--- START Data supplied ---

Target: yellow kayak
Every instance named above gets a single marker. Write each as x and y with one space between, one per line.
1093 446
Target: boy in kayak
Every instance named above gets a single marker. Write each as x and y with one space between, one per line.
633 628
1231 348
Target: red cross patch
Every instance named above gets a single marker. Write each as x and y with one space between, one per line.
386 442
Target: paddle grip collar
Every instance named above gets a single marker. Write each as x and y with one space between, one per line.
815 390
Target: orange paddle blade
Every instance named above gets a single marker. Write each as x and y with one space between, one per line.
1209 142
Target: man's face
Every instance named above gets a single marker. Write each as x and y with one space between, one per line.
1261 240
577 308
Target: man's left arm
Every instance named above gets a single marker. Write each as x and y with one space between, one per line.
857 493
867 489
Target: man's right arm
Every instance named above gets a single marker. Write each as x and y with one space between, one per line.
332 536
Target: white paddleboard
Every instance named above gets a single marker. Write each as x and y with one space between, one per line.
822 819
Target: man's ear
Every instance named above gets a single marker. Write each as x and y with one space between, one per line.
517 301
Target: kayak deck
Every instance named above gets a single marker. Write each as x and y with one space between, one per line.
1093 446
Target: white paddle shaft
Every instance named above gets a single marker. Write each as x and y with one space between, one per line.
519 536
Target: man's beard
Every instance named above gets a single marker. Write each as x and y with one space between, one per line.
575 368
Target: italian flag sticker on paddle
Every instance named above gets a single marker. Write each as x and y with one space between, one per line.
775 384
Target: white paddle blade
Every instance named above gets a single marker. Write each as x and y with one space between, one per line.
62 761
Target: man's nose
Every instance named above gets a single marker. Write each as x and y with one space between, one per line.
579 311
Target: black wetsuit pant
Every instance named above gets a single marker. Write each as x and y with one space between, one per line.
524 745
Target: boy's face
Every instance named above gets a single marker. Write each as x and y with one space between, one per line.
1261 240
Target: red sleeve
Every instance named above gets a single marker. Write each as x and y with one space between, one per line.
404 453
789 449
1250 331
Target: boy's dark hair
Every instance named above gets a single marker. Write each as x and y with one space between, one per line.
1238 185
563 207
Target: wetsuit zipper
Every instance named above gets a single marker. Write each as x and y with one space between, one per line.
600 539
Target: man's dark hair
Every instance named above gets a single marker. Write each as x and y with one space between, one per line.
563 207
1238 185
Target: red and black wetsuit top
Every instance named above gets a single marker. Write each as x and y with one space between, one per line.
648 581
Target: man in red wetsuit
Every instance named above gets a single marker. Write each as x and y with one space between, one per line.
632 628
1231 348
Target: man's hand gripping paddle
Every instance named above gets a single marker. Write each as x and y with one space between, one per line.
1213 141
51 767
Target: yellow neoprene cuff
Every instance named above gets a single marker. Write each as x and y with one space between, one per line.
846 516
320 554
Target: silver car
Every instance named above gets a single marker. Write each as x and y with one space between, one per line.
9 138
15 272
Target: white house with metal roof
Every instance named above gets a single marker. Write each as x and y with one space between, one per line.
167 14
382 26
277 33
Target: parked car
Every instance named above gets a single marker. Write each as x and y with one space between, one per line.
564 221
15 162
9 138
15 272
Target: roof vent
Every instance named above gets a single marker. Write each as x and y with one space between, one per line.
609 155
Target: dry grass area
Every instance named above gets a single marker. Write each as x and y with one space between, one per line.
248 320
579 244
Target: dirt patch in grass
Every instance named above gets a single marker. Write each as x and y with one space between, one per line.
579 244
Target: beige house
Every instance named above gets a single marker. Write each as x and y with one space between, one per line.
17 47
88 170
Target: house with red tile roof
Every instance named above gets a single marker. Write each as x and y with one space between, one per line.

--- END Data supplied ---

**Exercise prompt:**
Return all of the entries exactly as written.

**Exercise output:**
Target: yellow kayak
Every instance named above gets a single marker. Write each as x and y with one space between, one per line.
1093 446
Target: boy in kayak
Every instance named above gets a single marker. Write each as x and y with one space between, one per line.
633 628
1231 348
Target: red cross patch
Every instance named above gets a single marker. Write each as x and y with one space between, one per line.
386 442
Target: paddle grip collar
Every instance named above gets a single marker. Write each as x and y with one space between, one per line.
815 390
Target: orange paddle blade
Every instance named above gets a single marker. Write each as x and y with one space between, one per line.
1209 142
Target: man's face
Every instance named above gets a single marker. Write each as x and y with one space between, one per line.
1261 240
577 308
Target: man's left arm
Every instance named above gets a single marker. Write each as x and y with one space between, one per line.
857 493
867 489
Target: man's right arm
Every instance named above gets a single marker. Write each as x and y with one space between, one per line.
332 536
Target: white paddleboard
Every instance named above gets a single marker. Write each as x and y with one space between, one per line.
822 819
Target: man's ear
Every instance named above gets a single marker. Write each as x and y with one space between, one per line.
517 301
Target: kayak deck
Every instance named above gets a single marker. Write each as x and y with one space between, one per line.
1093 446
Target: white paddle shaft
Every instance named above gets a single marker. Write each as x and y with one space between, one per line.
519 536
Target: man's beard
Every instance named above gets a single marker. Write each as x and y with one space between, one per line.
575 368
Target: italian flag sticker on paddle
Every instance named above gets a single marker. Write each as x and y with one space between, one per line.
775 384
Target: white paddle blade
Every instance named above gets a single marker. Write each as x and y with one space between, one per line.
62 761
Target: man's nose
Every instance named above gets a single marker. Write each as x and y with one space between, one per line.
579 311
Target: black wetsuit pant
Every instance named above gets a single marker. Write each as x and y with one space between, one per line.
524 745
Target: boy's face
Every instance named above gets a single marker. Write each as x and y with one space between, one per line.
1261 240
Target: red sleeve
Every instance named above gets a single marker. Write each as x and y with one space between, one per line.
404 453
789 449
1250 331
Target: boy's dark hair
Every instance named above gets a single marker. Write each as x and y with one space between, one per line.
1238 185
563 207
Target: wetsuit zipper
Every instance named above gets a single marker. Write each as x and y with one space between, one per line.
600 539
Target: man's dark hair
Every instance named above gets a single marker. Write each as x and y with one space between, one per line.
563 207
1238 185
Target: red and black wetsuit top
Every instance named above gets a single marker. Write each as x and y with one space between, one per line.
648 581
Target: man in red wetsuit
Every instance named above gets a single marker. Write each as x and y with one space between, one per line.
632 628
1231 348
Target: man's hand gripping paddle
Every instance named above gets a single marker. Write each as x and y with one space between, one per line.
1213 141
51 767
Target: yellow neoprene cuff
Every instance named above gets a single marker. Write each as x and y with one space between, one per line.
846 516
320 554
Target: silver car
Every instance named above gets a single marker. Write each as x and y with one space between, one per line.
9 138
15 272
Target: white house with metal roof
Every instance named above gets a single marker. Write each as x and y with one space between, one per line.
167 14
382 26
277 33
Target: parked car
Every instance named above gets a single marker. Write each as x and y with one space between, one per line.
564 221
15 162
9 138
15 272
Target: roof vent
Every instance named above gets a single marker. Write each as x and y with one space between, one per line.
609 155
Target: dry grass area
Every instance named above gets a single marker. Write each as x and y with one space between, one per line.
248 320
579 244
Target: dirt patch in grass
Every instance named above gets a single marker. Write each as x and y with one space between, one per line.
579 244
Target: beige house
Every instance named above gets a single marker. Write each as x and y with one space between, one per line.
17 47
88 170
Target: house with red tile roof
Every instance named above gets a single marker. Write each as x and y with one space between, one per line.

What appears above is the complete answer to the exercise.